──────── SOURCE EXTRACT ────────
And, you know, getting that balance is really hard. I don't have good days. Days either suck or they're great. You know, very rarely do I have an okay day. And I need to bounce it off of you because a lot of times I think I had a really good day and all I did was have a good day of rationalizing.
And I need you to point things out to me. And I also need you to remind me, when I think I'm having a bad day, that things are never as bad as I think they are. And I've been obsessing all weekend. Through a little mini crisis I had, it only lasted about 5 months. Starting back in October, I was very stressed out.
My life has changed like since October absolutely radically. Back in October, I had a boyfriend. I was in the process of getting divorced. I had a house. I don't have any of those things today.
My divorce came through. And we talk about spiritual experiences in here, spiritual awakenings. And I believe today that a spiritual experience is being in the exact place at the exact time that you're supposed to be there, and you know why. And I can't explain the feeling. You have to feel it yourself that you know that you're right where you're supposed to be.
And I had come home really late from work one night in March. It was about a quarter to 11 and my divorce papers were in my mailbox and I sat down at the counter in the kitchen and I just started to cry. And within about 10 minutes, the phone rang and it was Danielle saying, we'd like you to come speak at the banquet in Ottawa. And I said, you can't tell I can't tell you what you've done for me, how you've gotten me out of myself. And I need to remember that I am always right where I am supposed to be.
──────── ITEMS ────────
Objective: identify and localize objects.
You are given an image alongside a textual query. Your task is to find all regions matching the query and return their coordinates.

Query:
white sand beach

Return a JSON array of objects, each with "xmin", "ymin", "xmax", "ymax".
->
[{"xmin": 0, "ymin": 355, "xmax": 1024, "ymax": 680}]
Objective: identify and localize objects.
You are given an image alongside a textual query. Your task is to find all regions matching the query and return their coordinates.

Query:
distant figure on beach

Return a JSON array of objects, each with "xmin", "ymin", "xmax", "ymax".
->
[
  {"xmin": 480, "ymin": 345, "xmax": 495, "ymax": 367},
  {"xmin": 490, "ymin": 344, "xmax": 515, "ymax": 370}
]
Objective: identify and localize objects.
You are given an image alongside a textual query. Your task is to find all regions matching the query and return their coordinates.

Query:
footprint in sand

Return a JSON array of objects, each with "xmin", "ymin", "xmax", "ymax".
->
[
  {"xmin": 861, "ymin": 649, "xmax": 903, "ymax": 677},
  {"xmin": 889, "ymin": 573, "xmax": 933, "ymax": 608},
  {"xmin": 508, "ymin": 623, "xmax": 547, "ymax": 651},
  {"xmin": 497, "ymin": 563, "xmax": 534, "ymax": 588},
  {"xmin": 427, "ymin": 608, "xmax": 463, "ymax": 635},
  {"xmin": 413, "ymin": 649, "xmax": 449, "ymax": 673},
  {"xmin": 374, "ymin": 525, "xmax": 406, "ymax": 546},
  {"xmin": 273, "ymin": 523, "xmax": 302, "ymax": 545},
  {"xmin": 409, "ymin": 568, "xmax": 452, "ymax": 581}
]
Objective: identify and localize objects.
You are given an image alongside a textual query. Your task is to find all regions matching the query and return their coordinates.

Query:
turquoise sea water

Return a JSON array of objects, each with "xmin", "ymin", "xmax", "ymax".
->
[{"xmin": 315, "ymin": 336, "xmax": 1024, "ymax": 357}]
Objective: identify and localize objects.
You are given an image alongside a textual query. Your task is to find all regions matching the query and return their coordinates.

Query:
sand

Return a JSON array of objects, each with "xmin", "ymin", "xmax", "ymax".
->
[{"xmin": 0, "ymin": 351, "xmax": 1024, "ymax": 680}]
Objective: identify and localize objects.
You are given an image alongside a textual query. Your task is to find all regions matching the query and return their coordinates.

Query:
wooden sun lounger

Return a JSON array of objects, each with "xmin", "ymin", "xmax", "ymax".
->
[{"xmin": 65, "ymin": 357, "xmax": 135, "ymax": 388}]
────────
### PARTS OF THE EXERCISE
• a. In the spoken account about the divorce, at what time did the speaker get home from work on the night the divorce papers arrived?
• b. Carry the spoken account about the divorce and the banquet invitation forward from its final sentence, in the same voice.

### RESPONSES IN ORDER
• a. About a quarter to 11.

• b.
And I believe that and I believe that the reason why is very simple. If I wasn't supposed to be here, I'd be someplace else. But I really needed that and I needed you to do that for me. It was a really hard time, and Narcotics Anonymous has been there for me. I moved 2 weeks ago, and I moved from a 7 room house into a 2 room apartment.
And I feel really stupid saying this, but I've really never been happier in the last few months than I have been in that little apartment. I'm 29 years old. I'm clean for 9 years. And this is the first time in my life that I have ever lived by myself, and this apartment is mine. And when I was talking about things never being as bad as they are, I'm a little obsessive.
Do you know about that? What I was saying is that through this crisis, I've lost £27 through stress. Not eating and vomiting every day does wonderful things for your figure. I don't suggest that you try it. But I was very happy.
You know, a lot of times I have to look at the positives in situations and I came out of it a size 5 and I was thrilled. I haven't been a size 5 since I was, like, 10. And I've never come up to Canada that I don't eat like an absolute pig. And I'm walking around all weekend and I'm saying to Sandy, god, I'm so fat. Look at my stomach.
It's protruding. And those are the times that I need to look back and say, what are you complaining about? A third of the world went to bed hungry last night. You're fat, you have too much to eat, is that a problem? My eyes work, my ears work, my body is healthy, I can walk.
I really have nothing to bitch about. The 10 Step says, when we were wrong, we promptly admitted it. And I remember the first time that I had taken a daily inventory and realized that I owed an amends and I said to my sponsor, I'm going to go say I'm sorry. And she said, What does the step say? I said, When we were wrong, we promptly admitted it.
She said, Right. It doesn't say when we were wrong. We promptly apologized. And what she taught me is that there's a real big difference between telling somebody I'm sorry and telling somebody I was wrong. And there's a lot more humility behind saying I was wrong.
And I'm sorry are 2 words that come very easily to me. When I tell somebody I was wrong, it's really hard for me to go back and do that behavior over again when I've owned up to it. And I keep that upfront. So in an attitude of humility and working my 10 step, I tell people I was wrong. And the promptly is really important for me.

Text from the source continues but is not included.